## [YOUR OBJECTIVE]
Print every record below exactly, minus the pictures.

## [DATA RECORDS]
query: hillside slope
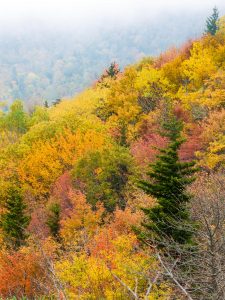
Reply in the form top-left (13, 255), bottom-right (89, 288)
top-left (0, 17), bottom-right (225, 299)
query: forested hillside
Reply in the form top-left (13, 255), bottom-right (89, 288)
top-left (0, 10), bottom-right (216, 105)
top-left (1, 12), bottom-right (225, 300)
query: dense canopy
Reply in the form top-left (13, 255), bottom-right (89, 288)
top-left (0, 14), bottom-right (225, 299)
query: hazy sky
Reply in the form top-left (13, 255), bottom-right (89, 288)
top-left (1, 0), bottom-right (225, 28)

## [EXERCISE ANSWER]
query: hillside slope
Reply in the form top-left (13, 255), bottom-right (89, 288)
top-left (0, 17), bottom-right (225, 299)
query: forested hillside
Reply in the form top-left (13, 255), bottom-right (89, 288)
top-left (0, 10), bottom-right (216, 105)
top-left (1, 12), bottom-right (225, 300)
query: dense canopy
Reply in the form top-left (13, 255), bottom-right (89, 288)
top-left (0, 14), bottom-right (225, 299)
query: hazy sky
Reply in the form top-left (13, 255), bottom-right (89, 288)
top-left (1, 0), bottom-right (225, 28)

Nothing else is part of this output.